Dangerous lead in the blood of small children in North Idaho's Silver Valley continues to decline, according to the latest tests.

This year, only 10 of 368 children living within the 21-square-mile Superfund site at Kellogg and four of 103 kids in mining towns east of Kellogg had blood-lead levels above the federal safety limit, according to an annual Panhandle Health District survey released Thursday.

In contrast, about 80 children a year tested high for lead in the mid-1990s wit
hin the Superfund site. Hundreds of kids tested high before cleanup started.

"It's really good news. It's another step in the cleanup process," said Kellogg Mayor Mac Pooler. About 300 more yards in Kellogg will be scrubbed of lead by next summer, he said.

Idaho Gov. Dirk Kempthorne seized on the results to bash a broad-brush Superfund designation for the entire area.

"The health stigma surrounding the Coeur d'Alene Basin should be put to rest for good," Kempthorne said in a statement from Boise.

The U.S. Environmental Protection Agency released its 30-year cleanup plan for the Basin last month. Called a record of decision, it includes a five-year, $92 million program to protect public health by scrubbing more lead from the upper Basin and the beaches of the Spokane River in Washington.

"The Basin is safe right now, and in the next few years it will be made even safer through work to be done under the recently adopted record of decision," Kempthorne said.

The blood-lead results don't represent a complete picture, because not all kids in the mining district were tested in the voluntary screening.

More than half the children living near Kellogg participate in the annual survey, but only 10 percent to 15 percent volunteer in the mining towns, said Jerry Cobb of the health district.

Despite the data gaps, the survey results are a sign that cleanup of mine wastes in yards, schools and public areas is working, he said.

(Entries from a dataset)
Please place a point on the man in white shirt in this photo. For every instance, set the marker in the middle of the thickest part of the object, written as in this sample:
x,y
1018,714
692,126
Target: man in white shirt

** Questions to answer **
1) According to the Silver Valley blood-lead article, how many more yards in Kellogg will be scrubbed of lead by next summer?
2) Please carry on the Silver Valley blood-lead article from the point where it stops.
The entries are not needed for anything here.

** Responses to the exercise **
1) About 300 more yards.

2)
"We're getting better every year. The data appear to be a trend and not some anomaly," Cobb said.

More cleanup in yards and public areas of the upper Basin is still necessary to reduce risks to kids, said Marc Stifelman, an EPA toxicologist in Seattle.

"While we're happy to see the declines, it doesn't mean there's not more work to do," Stifelman said.

The Superfund "box" at Kellogg is the site of the former Bunker Hill smelter, which spewed tons of lead into nearby small towns in the 1970s when it operated with a damaged pollution control system.

Tens of thousands of tons of lead from the Bunker Hill smelter and mine tailings have blown for decades up and down the valley, a 1999 Idaho technical report says.

In 1991, the U.S. Public Health Service said children shouldn't have more than 10 micrograms of lead in a deciliter of blood -- the equivalent of a microscopic speck of metal in less than a half-cup of blood. It recommends medical intervention at twice that level.

IQ loss from lead exposure is permanent. It can also cause disrupted balance, hearing problems, tooth decay and nervous system and kidney damage. It's especially dangerous in young children.